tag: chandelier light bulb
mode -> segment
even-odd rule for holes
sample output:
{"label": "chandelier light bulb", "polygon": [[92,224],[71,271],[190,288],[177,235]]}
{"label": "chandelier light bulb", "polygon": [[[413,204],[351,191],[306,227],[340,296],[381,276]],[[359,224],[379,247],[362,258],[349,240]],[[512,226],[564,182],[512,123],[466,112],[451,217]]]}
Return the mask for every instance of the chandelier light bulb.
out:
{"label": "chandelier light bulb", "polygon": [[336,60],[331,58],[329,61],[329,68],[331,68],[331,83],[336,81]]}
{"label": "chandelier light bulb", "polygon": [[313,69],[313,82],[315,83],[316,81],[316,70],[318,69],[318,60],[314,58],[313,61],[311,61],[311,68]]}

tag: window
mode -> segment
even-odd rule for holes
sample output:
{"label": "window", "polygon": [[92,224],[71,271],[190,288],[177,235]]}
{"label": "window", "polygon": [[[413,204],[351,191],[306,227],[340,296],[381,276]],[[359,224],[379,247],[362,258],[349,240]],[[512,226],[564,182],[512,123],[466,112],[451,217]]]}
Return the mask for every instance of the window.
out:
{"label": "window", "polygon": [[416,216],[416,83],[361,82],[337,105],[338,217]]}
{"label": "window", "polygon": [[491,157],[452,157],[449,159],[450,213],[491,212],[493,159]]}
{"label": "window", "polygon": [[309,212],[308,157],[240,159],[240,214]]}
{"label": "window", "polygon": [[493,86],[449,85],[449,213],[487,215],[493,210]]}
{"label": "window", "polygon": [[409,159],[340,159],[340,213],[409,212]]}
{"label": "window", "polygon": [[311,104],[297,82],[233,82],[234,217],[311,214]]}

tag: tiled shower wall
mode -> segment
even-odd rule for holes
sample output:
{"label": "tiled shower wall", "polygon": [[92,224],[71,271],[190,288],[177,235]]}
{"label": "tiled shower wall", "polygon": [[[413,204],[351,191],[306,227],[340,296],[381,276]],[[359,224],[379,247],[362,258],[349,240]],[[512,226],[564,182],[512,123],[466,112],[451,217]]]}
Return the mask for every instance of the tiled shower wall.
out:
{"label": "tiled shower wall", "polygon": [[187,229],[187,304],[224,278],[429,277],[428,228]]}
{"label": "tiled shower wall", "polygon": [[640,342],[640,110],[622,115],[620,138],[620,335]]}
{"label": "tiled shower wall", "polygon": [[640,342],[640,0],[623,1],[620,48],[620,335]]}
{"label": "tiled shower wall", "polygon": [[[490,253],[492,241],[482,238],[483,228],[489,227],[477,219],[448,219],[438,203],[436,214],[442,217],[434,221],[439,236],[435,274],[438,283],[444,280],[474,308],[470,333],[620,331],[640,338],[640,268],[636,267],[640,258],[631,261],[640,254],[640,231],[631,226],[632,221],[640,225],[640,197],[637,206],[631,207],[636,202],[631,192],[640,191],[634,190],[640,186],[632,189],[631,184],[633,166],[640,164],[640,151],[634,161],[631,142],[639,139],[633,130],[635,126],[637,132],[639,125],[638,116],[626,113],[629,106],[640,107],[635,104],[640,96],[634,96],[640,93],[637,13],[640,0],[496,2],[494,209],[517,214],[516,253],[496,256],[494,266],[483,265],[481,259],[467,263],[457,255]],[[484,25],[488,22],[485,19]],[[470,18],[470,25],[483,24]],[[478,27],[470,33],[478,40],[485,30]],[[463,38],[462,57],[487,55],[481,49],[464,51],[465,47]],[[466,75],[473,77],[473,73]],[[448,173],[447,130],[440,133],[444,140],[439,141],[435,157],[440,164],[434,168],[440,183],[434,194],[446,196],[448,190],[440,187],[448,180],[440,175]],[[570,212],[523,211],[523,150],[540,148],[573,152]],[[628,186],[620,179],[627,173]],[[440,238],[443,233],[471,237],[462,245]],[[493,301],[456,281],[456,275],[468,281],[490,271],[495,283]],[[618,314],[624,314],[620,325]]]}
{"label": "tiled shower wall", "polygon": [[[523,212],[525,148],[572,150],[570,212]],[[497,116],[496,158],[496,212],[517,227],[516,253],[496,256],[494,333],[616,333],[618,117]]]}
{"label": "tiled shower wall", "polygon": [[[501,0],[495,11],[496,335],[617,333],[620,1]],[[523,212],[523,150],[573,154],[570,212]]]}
------------------------
__What you will do__:
Give only the number of lines in the material above where the string "mask" appears.

__Solved problem__:
3